**Task instructions:**
All records below are to be set down exactly, each character intact.

■ ■ ■ ■ ■

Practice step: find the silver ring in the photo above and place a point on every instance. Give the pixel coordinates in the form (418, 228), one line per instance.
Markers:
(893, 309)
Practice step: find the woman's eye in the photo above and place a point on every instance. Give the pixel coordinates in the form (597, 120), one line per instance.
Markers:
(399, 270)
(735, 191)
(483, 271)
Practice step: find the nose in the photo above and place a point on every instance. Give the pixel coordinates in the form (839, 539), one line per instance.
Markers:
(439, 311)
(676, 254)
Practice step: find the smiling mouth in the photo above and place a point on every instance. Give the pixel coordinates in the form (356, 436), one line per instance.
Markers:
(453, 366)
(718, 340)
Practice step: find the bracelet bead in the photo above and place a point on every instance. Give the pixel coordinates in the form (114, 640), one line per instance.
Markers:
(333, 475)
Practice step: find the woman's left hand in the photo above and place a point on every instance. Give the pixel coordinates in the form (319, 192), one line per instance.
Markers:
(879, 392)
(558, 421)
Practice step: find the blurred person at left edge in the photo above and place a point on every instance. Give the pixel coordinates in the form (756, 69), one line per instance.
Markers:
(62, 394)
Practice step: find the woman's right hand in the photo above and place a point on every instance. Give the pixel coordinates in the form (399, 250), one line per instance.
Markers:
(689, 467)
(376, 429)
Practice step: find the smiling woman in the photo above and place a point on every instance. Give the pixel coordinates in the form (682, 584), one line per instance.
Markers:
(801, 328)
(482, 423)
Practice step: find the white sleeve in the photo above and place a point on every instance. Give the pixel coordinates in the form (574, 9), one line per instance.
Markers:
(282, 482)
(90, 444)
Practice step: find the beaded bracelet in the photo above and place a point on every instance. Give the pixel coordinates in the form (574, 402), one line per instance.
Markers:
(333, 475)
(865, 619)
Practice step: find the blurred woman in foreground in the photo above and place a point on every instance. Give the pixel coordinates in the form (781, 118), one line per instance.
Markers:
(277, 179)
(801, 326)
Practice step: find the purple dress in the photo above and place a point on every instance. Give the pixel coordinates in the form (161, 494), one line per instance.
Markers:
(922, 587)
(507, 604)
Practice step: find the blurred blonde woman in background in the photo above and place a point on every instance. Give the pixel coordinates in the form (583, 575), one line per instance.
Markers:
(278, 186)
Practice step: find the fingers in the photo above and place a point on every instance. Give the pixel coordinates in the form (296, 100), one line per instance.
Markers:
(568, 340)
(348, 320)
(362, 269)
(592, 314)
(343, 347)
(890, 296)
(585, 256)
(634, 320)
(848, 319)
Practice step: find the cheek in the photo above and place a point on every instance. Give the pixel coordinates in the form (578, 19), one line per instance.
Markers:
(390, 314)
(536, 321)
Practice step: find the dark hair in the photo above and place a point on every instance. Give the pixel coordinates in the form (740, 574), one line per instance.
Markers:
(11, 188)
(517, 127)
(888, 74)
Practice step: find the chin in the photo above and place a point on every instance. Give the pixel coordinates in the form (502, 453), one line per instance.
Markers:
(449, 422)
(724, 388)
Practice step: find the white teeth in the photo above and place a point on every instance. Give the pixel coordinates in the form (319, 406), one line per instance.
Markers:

■ ■ ■ ■ ■

**Answer to the exercise:**
Practice step: find the silver ring in the photo above and place a point on every instance. Give the pixel coordinates in the form (418, 228), one line per instance.
Markers:
(893, 309)
Practice step: find the woman's eye in the photo above and place a point on every instance. Give the pixel coordinates in the form (597, 120), one line per instance.
Markers:
(399, 270)
(735, 191)
(483, 271)
Practice step: find the nose in the photo above and place a point on every instance. Give the pixel coordinates in the form (839, 539), one line per instance.
Markers:
(439, 311)
(676, 254)
Practice step: find the smiling mouth in the photo above and place a point on every instance. Give the pixel coordinates in the form (356, 436), one line per instance.
Markers:
(453, 366)
(718, 340)
Practice step: find the bracelet bead in the photo above and place a point on every instance. Give the pixel coordinates in the form (114, 640), one line per instance.
Markers:
(333, 475)
Practice step: find the woman's left hand in the photo above and place a point on every instance. Give the pixel coordinates in the form (319, 192), one line per instance.
Markers:
(879, 392)
(558, 421)
Practice step: find the blurred person at left edge in the photo above and place a point on every instance. Give the pixel coordinates in the form (756, 69), one line per instance.
Markers:
(62, 394)
Practice step: find the woman's right hand in the photo above and place a point on every instance. Give the pixel coordinates in the form (399, 250), one line per instance.
Markers:
(689, 467)
(376, 429)
Practice step: find the smiling woman in the photo above and place a point on every instance. Give the pixel coordinates in the form (682, 584), one line per instance.
Markers:
(801, 328)
(482, 423)
Practice step: find the white sleeve in the photo above and place a point on every instance. Give the pixel coordinates in the form (574, 9), one line per instance.
Markers:
(282, 482)
(90, 444)
Practice step: find the beaded bracelet in the photo above and place a point on every instance. Give the pixel coordinates in the form (574, 402), one line per instance.
Markers:
(333, 475)
(865, 619)
Practice step: find the blurred woman in foreground in the photo above and place a point on every instance. Give the pixel coordinates in the form (781, 118), one line per instance.
Markers:
(277, 179)
(801, 326)
Practice step: find the purple dress in the photo above and place a point on every instance. Give the pixel coordinates in the form (161, 494), one line per instance.
Markers:
(922, 587)
(507, 604)
Practice step: find the blurred blonde woman in background in the photo above and place a point on every instance. Give the pixel coordinates in the form (583, 575), one line per instance.
Markers:
(278, 186)
Practice step: find the fingers in the photo above and place a point on every instance. Give the pixel coordinates in the form (296, 100), one line per instance.
Markers:
(568, 340)
(348, 320)
(362, 269)
(592, 314)
(343, 347)
(890, 296)
(585, 256)
(634, 320)
(848, 319)
Practice step: find the cheek in the photo above and place a point on every instance. Give the pixel coordinates in the form (578, 19), one line per instance.
Markers:
(390, 314)
(536, 321)
Practice step: find the dark hair in the photo above and place a point on every instance. Give the pixel coordinates in the form (740, 574), one line per instance.
Markers:
(11, 188)
(517, 127)
(888, 74)
Practice step: find the chin in the photo above and place a point on every instance. Give the pixel coordinates in the form (502, 453), one line per instance.
Markers:
(449, 422)
(724, 388)
Practice step: find the white teeth in the photo above and place a point on every instance. Give the pixel coordinates in the form (319, 406), one line per instance.
Markers:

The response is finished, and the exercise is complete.